## [提示本文]
犬の炎症性直腸ポリープ|横浜市磯子区の動物病院「洋光台ペットクリニック」

症例紹介

犬の炎症性直腸ポリープ

【症例】

ミニチュア・ダックスフント 14歳齢 未去勢雄

 

【主訴】

2週間前から有形軟便に鮮血が付着する。

便の最後が粘液状である。

 

【検査】

食欲は問題なく、嘔吐等の他の消化器症状はなかったものの初診時体重が2ヶ月前の診察時と比べて400g低下していた。

触診上で腹部に腫瘤を触知し、エコー検査にて直径6cmの脾臓の腫瘤を確認。

また、直検にて肛門から6cm程の部分にポリープを触知。

血液検査では軽度の貧血の他、CRP(炎症マーカー)が14と上昇している他は著変は認められず。

翌日に麻酔下にてCT検査、脾臓の摘出、去勢、直腸ポリープの生検を実施。

脾臓腫瘤と直腸ポリープを病理検査に提出した。

 

CT検査画像]腹腔内を占拠する脾臓腫瘤(赤矢印)

 

[直腸ポリープ]肛門から10cm程の部位にポリープが確認できる(青矢印)

 

【病理検査結果】

⚫︎脾臓:高度の鬱血と血腫。腫瘍性病変は認められず。

⚫︎直腸:炎症性直腸ポリープ。

 

【診断】

炎症性直腸ポリープは中高齢のミニチュア・ダックスフントに好発する消化器疾患です。

一般的には鮮血や粘液の付着した便が排出されたり、しぶりや便が細くなる等の症状が認められます。

免疫介在性の疾患であると考えられており、特定の犬種に好発することから遺伝的な背景が疑われていますが、明らかな原因遺伝子の特定はされていません。

また、高齢の症例ではポリープが腫瘍化する場合もあります。

脾臓は前回の症例報告と同様に「血腫」との診断が出ました。

腫瘍ではなかったものの、いわゆる血豆のような状態であり、今回の症例も腹部の大部分を占める様な巨大なものだった為、体重減少や貧血等の全身状態の悪化に繋がっていたと予測できます。

今回は摘出できましたが、発見が遅れた場合には血腫が破裂し、腹腔内への大量出血が起こり命に関わる状態になる可能性がありました。

## [取り組む課題]
**A)** 症例紹介について、次の問いに答えてください。
(i) 症例の犬の犬種と年齢は何ですか。
(ii) エコー検査で確認された脾臓の腫瘤の直径はどれくらいですか。
(iii) 病理検査で脾臓はどのような結果でしたか。
**B)** 症例紹介のうち、「炎症性直腸ポリープは中高齢のミニチュア・ダックスフントに好発する消化器疾患です。」から「脾臓は前回の症例報告と同様に「血腫」との診断が出ました。」までをすべてそのまま書き写してください。
データは症例紹介とは別個の資料です。

(データセットに含まれるデータ)
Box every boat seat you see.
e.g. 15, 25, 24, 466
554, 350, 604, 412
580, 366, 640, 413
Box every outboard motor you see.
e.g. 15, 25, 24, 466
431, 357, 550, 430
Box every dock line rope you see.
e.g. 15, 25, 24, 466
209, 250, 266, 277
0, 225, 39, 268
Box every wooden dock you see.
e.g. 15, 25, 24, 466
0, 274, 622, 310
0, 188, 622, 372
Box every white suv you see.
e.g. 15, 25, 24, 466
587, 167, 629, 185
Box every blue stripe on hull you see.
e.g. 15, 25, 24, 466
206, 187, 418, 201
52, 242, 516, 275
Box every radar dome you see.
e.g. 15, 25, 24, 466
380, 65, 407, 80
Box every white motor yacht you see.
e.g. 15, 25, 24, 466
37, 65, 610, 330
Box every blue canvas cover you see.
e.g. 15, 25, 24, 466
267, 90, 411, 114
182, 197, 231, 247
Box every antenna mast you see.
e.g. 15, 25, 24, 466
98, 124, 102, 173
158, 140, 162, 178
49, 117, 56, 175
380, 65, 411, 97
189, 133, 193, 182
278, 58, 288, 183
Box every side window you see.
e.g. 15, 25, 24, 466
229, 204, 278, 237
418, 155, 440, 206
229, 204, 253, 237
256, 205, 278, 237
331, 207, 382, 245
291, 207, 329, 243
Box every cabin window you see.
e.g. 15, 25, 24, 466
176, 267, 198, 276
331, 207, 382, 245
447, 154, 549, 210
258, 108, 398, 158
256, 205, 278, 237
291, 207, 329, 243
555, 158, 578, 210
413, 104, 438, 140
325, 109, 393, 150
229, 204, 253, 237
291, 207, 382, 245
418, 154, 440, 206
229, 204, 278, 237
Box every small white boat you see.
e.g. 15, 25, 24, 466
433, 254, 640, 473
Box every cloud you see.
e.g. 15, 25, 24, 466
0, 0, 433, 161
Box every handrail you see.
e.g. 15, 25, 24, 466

## [各問の解答]
**A)**
(i) ミニチュア・ダックスフント、14歳齢です。
(ii) 直径6cmです。
(iii) 高度の鬱血と血腫で、腫瘍性病変は認められませんでした。

**B)**
炎症性直腸ポリープは中高齢のミニチュア・ダックスフントに好発する消化器疾患です。

一般的には鮮血や粘液の付着した便が排出されたり、しぶりや便が細くなる等の症状が認められます。

免疫介在性の疾患であると考えられており、特定の犬種に好発することから遺伝的な背景が疑われていますが、明らかな原因遺伝子の特定はされていません。

また、高齢の症例ではポリープが腫瘍化する場合もあります。

脾臓は前回の症例報告と同様に「血腫」との診断が出ました。